- THE REQUEST
Go through the records below, pick out each line that contains the string "locate", and copy those lines unchanged.

-- begin SOURCE RECORDS --

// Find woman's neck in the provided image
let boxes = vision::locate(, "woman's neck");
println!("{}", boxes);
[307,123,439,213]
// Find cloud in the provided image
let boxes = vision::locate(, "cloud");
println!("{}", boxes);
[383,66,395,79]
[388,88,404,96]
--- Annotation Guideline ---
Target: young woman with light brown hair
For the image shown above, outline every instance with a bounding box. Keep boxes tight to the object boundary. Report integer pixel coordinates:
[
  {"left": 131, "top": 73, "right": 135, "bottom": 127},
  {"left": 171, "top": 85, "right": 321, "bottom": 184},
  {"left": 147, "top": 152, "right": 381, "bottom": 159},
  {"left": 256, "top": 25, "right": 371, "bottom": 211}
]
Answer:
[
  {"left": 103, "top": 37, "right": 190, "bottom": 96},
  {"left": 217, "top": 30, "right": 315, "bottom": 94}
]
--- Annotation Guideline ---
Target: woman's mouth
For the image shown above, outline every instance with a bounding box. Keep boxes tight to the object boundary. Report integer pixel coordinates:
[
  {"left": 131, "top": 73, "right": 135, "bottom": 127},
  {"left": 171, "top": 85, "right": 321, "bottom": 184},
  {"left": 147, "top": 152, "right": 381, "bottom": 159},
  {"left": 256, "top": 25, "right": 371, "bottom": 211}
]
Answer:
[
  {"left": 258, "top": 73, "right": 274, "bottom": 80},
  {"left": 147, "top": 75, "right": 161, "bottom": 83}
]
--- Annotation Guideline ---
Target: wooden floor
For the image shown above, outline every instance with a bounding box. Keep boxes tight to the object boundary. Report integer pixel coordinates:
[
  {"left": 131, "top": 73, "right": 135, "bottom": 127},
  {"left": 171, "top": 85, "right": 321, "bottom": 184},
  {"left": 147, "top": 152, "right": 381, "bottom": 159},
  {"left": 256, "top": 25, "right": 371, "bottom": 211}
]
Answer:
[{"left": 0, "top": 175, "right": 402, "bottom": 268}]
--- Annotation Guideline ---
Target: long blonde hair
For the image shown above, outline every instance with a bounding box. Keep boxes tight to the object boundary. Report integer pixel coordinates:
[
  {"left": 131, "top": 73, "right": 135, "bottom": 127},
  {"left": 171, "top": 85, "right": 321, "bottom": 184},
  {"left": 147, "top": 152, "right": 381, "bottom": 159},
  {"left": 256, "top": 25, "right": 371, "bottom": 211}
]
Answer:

-- end SOURCE RECORDS --
-- begin SOURCE RECORDS --

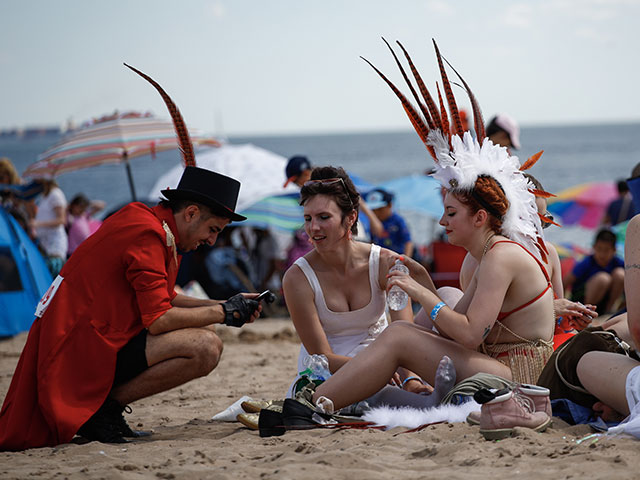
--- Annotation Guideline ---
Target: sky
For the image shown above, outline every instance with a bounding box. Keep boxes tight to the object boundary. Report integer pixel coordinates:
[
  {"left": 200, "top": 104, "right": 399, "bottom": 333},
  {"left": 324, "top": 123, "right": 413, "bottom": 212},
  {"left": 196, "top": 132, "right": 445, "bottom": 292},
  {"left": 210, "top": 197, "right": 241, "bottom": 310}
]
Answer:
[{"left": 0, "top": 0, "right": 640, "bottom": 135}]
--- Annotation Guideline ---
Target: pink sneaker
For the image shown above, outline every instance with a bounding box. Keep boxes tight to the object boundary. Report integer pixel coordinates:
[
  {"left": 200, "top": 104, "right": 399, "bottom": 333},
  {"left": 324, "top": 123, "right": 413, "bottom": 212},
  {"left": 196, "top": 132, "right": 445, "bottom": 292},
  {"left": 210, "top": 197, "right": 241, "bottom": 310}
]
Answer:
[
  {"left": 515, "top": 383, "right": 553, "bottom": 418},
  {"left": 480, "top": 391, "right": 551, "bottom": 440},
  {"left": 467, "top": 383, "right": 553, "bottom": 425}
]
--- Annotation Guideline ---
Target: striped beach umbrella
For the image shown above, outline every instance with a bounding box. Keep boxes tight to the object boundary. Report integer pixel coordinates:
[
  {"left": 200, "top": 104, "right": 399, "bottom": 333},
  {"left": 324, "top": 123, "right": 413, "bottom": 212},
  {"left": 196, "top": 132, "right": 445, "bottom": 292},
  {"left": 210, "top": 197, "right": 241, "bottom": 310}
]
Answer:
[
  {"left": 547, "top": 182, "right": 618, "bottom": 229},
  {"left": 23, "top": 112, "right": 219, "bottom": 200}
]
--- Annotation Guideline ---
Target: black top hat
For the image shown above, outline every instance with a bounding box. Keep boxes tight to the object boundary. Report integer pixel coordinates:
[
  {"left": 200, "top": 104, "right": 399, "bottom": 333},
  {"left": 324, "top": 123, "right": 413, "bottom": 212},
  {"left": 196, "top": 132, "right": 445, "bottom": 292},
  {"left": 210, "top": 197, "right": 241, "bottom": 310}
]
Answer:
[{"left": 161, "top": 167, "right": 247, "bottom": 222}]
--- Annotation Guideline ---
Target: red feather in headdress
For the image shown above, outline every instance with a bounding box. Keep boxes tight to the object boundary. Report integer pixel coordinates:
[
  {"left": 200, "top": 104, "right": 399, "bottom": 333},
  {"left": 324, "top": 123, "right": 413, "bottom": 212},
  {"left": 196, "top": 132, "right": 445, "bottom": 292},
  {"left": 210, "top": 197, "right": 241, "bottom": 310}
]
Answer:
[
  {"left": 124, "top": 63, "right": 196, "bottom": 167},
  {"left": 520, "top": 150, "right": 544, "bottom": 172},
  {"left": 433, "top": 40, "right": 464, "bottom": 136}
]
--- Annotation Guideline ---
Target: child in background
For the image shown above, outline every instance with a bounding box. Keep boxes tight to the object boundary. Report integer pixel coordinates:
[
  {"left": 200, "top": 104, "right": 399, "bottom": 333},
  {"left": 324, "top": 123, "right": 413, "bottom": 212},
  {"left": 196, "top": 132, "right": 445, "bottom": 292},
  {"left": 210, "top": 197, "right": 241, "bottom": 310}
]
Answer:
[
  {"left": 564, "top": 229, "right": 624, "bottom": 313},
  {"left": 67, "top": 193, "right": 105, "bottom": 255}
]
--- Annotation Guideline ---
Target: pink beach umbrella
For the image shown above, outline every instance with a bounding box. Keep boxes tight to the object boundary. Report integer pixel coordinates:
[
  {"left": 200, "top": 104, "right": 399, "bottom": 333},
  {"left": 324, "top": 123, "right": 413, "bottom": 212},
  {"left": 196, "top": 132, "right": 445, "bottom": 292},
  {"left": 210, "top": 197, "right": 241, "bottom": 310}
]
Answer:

-- end SOURCE RECORDS --
-- begin SOURCE RECORDS --

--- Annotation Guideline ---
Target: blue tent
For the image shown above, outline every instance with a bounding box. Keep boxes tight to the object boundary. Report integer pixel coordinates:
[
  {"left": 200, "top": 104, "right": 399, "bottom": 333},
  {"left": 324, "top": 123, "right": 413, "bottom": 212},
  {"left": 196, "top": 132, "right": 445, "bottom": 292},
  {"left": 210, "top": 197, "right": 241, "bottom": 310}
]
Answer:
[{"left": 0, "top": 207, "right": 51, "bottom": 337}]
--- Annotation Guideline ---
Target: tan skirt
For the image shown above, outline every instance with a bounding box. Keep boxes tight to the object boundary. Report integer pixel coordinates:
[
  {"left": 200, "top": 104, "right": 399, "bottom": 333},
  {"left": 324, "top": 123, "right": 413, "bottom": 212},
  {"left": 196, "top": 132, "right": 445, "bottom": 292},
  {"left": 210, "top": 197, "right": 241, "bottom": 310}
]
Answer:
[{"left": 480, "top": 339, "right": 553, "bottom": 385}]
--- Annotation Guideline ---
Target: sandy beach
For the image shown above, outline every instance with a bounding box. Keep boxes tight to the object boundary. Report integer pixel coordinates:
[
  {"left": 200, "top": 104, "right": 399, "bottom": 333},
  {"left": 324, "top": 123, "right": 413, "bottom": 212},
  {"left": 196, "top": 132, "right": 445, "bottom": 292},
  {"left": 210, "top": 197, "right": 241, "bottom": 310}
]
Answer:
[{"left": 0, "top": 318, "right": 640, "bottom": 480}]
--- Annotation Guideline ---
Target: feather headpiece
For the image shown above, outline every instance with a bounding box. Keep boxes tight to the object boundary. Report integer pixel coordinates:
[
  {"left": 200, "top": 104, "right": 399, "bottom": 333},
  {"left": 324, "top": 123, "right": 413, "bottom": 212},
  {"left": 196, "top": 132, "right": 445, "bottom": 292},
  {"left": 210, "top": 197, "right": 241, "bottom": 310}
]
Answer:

-- end SOURCE RECORDS --

- TASK RESPONSE
let boxes = vision::locate(, "woman's neck");
let boxes = vision::locate(, "cloud");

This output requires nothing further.